## SUPPLIED TEXT
○ ○ ○ ○ ○ ○ ○

Researchers from Mila, McGill University, ServiceNow Research, and Facebook CIFAR AI Chair have developed a method called LLM2Vec to transform pre-trained decoder-only Large Language Models (LLMs) into text encoders. Modern NLP tasks highly depend on text embedding models that translate text’s semantic meaning into vector representations. Historically, pre-trained bidirectional encoding models such as BERT and T5 have been favored. However, a recent trend is the deployment of decoder-only LLMs because they learn from all input tokens during pre-training, benefiting from a wealth of tooling and pre-training recipes, making them highly proficient at instruction-following tasks.
However, LLMs have been slow to take off text embedding tasks, primarily due to their causal attention mechanism. In a causal attention mechanism, the representation of each token is only determined by the tokens coming before it, limiting the model’s ability to extract information from the full input sequence. LLM2Vec was developed to overcome this limitation.
LLM2Vec allows bidirectional attention, meaning the model looks at tokens before and after the current one to build representations. It uses a masked next token prediction technique where the model predicts the masked tokens that would appear in the input sequence, aiding it in comprehending and encoding contextual information. Lastly, the model uses unsupervised contrastive learning, contrasting similar and different instances in the embedding space, thereby developing robust representations.
The efficacy of LLM2Vec was tested on three renowned LLMs with parameter sizes ranging between 1.3 billion to 7 billion. According to the results, LLM2Vec recorded considerable performance gains over conventional encoder-only models, especially in word-level tasks. It set a new benchmark performance in unsupervised learning on the Massive Text Embeddings Benchmark (MTEB). The team has also achieved state-of-the-art results on the MTEB by combining LLM2Vec with supervised contrastive learning. These accomplishments validate how well Large Language Models can work as universal text encoders, achieved in a parameter-efficient way, obviating the need for costly adaptation or the creation of synthetic data.

○ ○ ○ ○ ○ ○ ○

(Records drawn from a dataset)
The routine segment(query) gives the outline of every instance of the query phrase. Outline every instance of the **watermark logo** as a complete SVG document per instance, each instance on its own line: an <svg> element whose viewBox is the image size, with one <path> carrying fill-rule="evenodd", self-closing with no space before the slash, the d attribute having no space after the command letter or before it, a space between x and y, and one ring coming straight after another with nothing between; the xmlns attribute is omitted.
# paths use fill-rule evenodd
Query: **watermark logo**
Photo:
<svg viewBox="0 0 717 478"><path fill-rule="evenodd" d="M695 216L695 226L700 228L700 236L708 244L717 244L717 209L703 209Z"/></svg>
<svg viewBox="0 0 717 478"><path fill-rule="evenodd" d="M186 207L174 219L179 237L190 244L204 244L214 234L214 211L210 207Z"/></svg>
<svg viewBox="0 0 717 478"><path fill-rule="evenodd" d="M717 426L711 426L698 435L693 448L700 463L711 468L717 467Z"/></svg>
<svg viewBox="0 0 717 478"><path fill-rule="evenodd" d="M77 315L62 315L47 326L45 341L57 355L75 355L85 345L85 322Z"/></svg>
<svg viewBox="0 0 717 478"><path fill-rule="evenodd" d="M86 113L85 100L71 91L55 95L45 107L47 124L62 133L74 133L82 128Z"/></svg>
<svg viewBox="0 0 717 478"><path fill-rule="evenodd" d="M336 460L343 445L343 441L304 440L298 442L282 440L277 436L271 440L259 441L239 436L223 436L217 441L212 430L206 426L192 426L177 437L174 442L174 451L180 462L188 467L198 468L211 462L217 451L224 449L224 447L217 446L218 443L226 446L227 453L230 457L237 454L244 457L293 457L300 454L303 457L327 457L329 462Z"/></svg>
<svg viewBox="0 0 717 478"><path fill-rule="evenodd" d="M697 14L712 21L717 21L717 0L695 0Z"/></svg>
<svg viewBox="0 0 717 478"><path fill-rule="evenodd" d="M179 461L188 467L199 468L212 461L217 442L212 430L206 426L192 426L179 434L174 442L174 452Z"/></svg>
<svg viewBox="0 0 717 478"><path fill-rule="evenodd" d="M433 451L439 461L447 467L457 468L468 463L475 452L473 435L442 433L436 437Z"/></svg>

○ ○ ○ ○ ○ ○ ○

## TASKS
1. Set down, word for word, the part of the LLM2Vec passage that opens with the words containing "Researchers from Mila, McGill" and closes with "at instruction-following tasks.".
2. Answer these questions using the LLM2Vec passage:
(a) Which pre-trained bidirectional encoding models does it name as historically favored?
(b) What range of parameter sizes did the tested LLMs have?
(c) On which benchmark did LLM2Vec set a new benchmark performance in unsupervised learning?
3. List every institution or organization that the LLM2Vec passage names as home to the researchers who developed the method.

## PER-TASK ANSWERS
1.
Researchers from Mila, McGill University, ServiceNow Research, and Facebook CIFAR AI Chair have developed a method called LLM2Vec to transform pre-trained decoder-only Large Language Models (LLMs) into text encoders. Modern NLP tasks highly depend on text embedding models that translate text’s semantic meaning into vector representations. Historically, pre-trained bidirectional encoding models such as BERT and T5 have been favored. However, a recent trend is the deployment of decoder-only LLMs because they learn from all input tokens during pre-training, benefiting from a wealth of tooling and pre-training recipes, making them highly proficient at instruction-following tasks.

2.
(a) BERT and T5.
(b) Between 1.3 billion and 7 billion parameters.
(c) The Massive Text Embeddings Benchmark (MTEB).

3.
Mila
McGill University
ServiceNow Research
Facebook CIFAR AI Chair